LO QUE SE PIDE: Dispón estas líneas en una lista numerada y omite las que estén en blanco.

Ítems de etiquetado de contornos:
= = = =
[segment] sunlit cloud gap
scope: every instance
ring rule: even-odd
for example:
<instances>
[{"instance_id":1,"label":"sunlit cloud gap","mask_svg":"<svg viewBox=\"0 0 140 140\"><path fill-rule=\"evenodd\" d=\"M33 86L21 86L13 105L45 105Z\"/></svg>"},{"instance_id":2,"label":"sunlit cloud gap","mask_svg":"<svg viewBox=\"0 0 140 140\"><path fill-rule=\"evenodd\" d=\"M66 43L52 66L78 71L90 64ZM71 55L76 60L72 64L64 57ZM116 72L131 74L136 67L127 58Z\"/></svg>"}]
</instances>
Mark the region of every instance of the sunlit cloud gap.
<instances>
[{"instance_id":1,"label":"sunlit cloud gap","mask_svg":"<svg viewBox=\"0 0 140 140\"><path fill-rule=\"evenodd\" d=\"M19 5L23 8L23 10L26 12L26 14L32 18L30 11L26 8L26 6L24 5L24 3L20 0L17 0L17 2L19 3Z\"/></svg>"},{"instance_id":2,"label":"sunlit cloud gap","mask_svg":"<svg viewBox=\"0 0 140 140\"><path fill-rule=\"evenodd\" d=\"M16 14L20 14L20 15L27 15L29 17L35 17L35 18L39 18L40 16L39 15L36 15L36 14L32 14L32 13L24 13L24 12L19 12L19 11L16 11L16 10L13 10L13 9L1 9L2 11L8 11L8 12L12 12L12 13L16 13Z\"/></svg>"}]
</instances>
= = = =
RESPUESTA:
1. [segment] sunlit cloud gap
2. scope: every instance
3. ring rule: even-odd
4. for example:
5. <instances>
6. [{"instance_id":1,"label":"sunlit cloud gap","mask_svg":"<svg viewBox=\"0 0 140 140\"><path fill-rule=\"evenodd\" d=\"M33 86L21 86L13 105L45 105Z\"/></svg>"},{"instance_id":2,"label":"sunlit cloud gap","mask_svg":"<svg viewBox=\"0 0 140 140\"><path fill-rule=\"evenodd\" d=\"M66 43L52 66L78 71L90 64ZM71 55L76 60L72 64L64 57ZM116 72L131 74L136 67L127 58Z\"/></svg>"}]
7. </instances>
8. Mark the region of every instance of the sunlit cloud gap.
9. <instances>
10. [{"instance_id":1,"label":"sunlit cloud gap","mask_svg":"<svg viewBox=\"0 0 140 140\"><path fill-rule=\"evenodd\" d=\"M19 5L23 8L23 10L26 12L26 14L32 18L30 11L26 8L26 6L24 5L24 3L20 0L17 0L17 2L19 3Z\"/></svg>"},{"instance_id":2,"label":"sunlit cloud gap","mask_svg":"<svg viewBox=\"0 0 140 140\"><path fill-rule=\"evenodd\" d=\"M16 14L20 14L20 15L27 15L29 17L35 17L35 18L39 18L40 16L39 15L36 15L36 14L32 14L32 13L24 13L24 12L19 12L19 11L16 11L16 10L13 10L13 9L1 9L2 11L8 11L8 12L12 12L12 13L16 13Z\"/></svg>"}]
11. </instances>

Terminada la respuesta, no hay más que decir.